··· Data for the task ···
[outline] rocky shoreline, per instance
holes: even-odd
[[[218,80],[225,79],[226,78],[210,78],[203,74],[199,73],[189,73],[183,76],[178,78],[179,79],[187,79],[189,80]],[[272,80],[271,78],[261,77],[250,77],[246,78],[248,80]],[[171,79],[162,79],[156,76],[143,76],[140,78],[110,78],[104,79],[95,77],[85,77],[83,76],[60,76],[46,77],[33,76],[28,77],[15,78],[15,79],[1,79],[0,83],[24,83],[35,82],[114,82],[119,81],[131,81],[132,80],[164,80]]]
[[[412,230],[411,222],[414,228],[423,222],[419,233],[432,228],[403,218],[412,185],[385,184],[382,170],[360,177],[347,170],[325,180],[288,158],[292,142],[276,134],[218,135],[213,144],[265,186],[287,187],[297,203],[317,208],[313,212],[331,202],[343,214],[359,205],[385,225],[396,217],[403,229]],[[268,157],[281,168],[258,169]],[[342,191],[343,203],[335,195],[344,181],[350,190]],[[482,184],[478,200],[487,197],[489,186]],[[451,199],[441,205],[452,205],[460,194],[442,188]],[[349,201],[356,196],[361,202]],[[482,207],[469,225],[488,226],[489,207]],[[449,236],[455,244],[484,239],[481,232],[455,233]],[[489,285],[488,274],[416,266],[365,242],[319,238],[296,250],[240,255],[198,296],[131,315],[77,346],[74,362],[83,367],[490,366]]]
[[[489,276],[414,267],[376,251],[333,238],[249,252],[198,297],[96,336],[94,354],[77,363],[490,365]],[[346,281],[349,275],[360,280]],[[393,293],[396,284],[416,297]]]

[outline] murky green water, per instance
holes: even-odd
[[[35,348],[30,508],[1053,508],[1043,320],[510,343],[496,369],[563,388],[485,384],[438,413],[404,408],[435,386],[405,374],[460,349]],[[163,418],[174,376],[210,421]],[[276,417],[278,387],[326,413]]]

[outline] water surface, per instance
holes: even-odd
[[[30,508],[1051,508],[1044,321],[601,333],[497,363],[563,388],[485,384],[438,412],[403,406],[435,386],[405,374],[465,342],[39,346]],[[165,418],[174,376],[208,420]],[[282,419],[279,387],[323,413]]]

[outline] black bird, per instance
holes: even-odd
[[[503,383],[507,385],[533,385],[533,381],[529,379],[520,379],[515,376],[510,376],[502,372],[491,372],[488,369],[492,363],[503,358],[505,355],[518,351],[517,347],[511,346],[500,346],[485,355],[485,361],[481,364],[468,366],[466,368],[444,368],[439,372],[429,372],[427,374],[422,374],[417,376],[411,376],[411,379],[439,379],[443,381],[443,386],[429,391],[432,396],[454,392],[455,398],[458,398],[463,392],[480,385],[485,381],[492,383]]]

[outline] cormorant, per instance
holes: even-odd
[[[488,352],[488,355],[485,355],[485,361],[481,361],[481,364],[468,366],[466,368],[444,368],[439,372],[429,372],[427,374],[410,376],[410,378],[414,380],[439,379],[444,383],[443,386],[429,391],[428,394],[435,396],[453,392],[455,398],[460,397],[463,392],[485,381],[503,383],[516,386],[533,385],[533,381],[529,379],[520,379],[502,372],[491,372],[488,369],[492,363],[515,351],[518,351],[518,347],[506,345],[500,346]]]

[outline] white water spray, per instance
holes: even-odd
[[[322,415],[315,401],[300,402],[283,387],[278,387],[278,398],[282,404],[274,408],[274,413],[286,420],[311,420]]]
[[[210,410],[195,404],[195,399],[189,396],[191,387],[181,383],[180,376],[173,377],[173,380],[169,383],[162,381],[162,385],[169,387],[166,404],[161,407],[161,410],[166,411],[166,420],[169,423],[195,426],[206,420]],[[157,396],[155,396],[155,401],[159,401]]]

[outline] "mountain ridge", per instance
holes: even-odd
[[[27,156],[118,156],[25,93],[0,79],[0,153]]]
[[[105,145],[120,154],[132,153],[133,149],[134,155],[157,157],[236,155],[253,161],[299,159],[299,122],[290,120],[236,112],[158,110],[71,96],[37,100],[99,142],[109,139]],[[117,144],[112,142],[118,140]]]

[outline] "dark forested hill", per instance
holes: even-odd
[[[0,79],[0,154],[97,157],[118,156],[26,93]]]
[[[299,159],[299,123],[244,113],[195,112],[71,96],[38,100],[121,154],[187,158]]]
···
(Task instructions) Repeat all the records. Match each line exactly.

(Output for this exercise)
[outline] rocky shoreline, per instance
holes: even-odd
[[[218,80],[225,79],[226,78],[210,78],[203,74],[199,73],[189,73],[183,76],[178,78],[179,79],[187,79],[189,80]],[[272,80],[271,78],[261,77],[250,77],[246,78],[248,80]],[[171,79],[162,79],[156,76],[143,76],[140,78],[110,78],[104,79],[95,77],[85,77],[83,76],[60,76],[46,77],[33,76],[28,77],[15,78],[15,79],[1,79],[0,83],[24,83],[35,82],[114,82],[119,81],[131,81],[132,80],[164,80]]]
[[[412,230],[411,222],[414,228],[423,222],[419,233],[432,228],[403,218],[412,185],[385,184],[382,170],[360,177],[347,170],[325,180],[288,158],[292,142],[276,134],[218,135],[213,144],[265,186],[287,187],[297,203],[317,208],[313,212],[331,202],[343,214],[359,205],[385,225],[396,217],[403,229]],[[268,157],[281,168],[258,169]],[[342,191],[343,203],[335,195],[344,181],[350,190]],[[482,184],[478,200],[487,197],[489,186]],[[451,199],[441,205],[452,205],[460,194],[442,188]],[[349,201],[356,196],[361,202]],[[482,207],[469,225],[488,226],[489,207]],[[449,236],[455,244],[484,239],[481,232],[455,233]],[[489,285],[488,274],[416,266],[365,242],[319,238],[296,250],[240,255],[198,296],[131,315],[77,346],[74,362],[83,367],[490,366]]]
[[[489,276],[414,267],[376,251],[333,238],[249,252],[198,297],[96,336],[94,354],[77,363],[490,365]],[[346,281],[349,275],[360,280]],[[393,293],[396,284],[416,297]]]

[outline] murky green water, per instance
holes: even-odd
[[[35,348],[30,508],[1053,508],[1043,320],[510,343],[496,369],[563,388],[485,384],[438,413],[404,408],[435,386],[405,374],[460,349]],[[163,418],[174,376],[210,421]],[[276,417],[278,387],[326,413]]]

[outline] water surface, per instance
holes: even-odd
[[[30,508],[1051,508],[1044,321],[601,333],[497,363],[563,388],[485,384],[438,412],[403,406],[435,386],[405,374],[465,342],[39,346]],[[165,418],[174,376],[208,420]],[[282,419],[279,387],[323,413]]]

[outline] black bird, per instance
holes: even-odd
[[[503,383],[507,385],[533,385],[533,381],[529,379],[520,379],[515,376],[510,376],[502,372],[491,372],[488,369],[492,363],[503,358],[505,355],[518,351],[517,347],[511,346],[500,346],[485,355],[485,361],[481,364],[468,366],[466,368],[444,368],[439,372],[429,372],[427,374],[422,374],[417,376],[411,376],[411,379],[439,379],[443,381],[443,386],[429,391],[432,396],[454,392],[455,398],[458,398],[463,392],[480,385],[485,381],[492,383]]]

[outline] cormorant, per instance
holes: even-odd
[[[488,352],[488,355],[485,355],[485,361],[481,361],[481,364],[468,366],[466,368],[444,368],[439,372],[429,372],[427,374],[410,376],[410,378],[414,380],[439,379],[444,383],[443,386],[429,391],[428,394],[435,396],[453,392],[455,398],[460,397],[463,392],[485,381],[503,383],[516,386],[533,385],[533,381],[529,379],[520,379],[502,372],[491,372],[488,369],[492,363],[515,351],[518,351],[518,347],[506,345],[500,346]]]

[outline] white water spray, per instance
holes: even-odd
[[[322,415],[315,401],[300,402],[283,387],[278,387],[278,398],[282,404],[274,408],[274,413],[286,420],[311,420]]]
[[[210,410],[195,404],[195,399],[189,396],[191,387],[181,383],[180,376],[173,377],[173,380],[169,383],[162,381],[162,385],[169,387],[166,404],[161,407],[161,410],[166,411],[166,420],[169,423],[195,426],[206,420]],[[157,396],[155,396],[155,401],[159,401]]]

[outline] "mountain ridge", per instance
holes: even-odd
[[[27,156],[118,156],[25,93],[0,79],[0,153]]]
[[[105,145],[120,154],[132,153],[133,149],[134,155],[157,157],[236,155],[253,161],[299,159],[299,122],[290,120],[236,112],[158,110],[71,96],[37,100],[99,142],[109,139]],[[117,144],[112,142],[118,140]]]

[outline] "dark forested hill", per instance
holes: even-odd
[[[0,79],[0,154],[97,157],[118,156],[26,93]]]
[[[299,159],[299,123],[244,113],[195,112],[71,96],[38,100],[121,154],[187,158]]]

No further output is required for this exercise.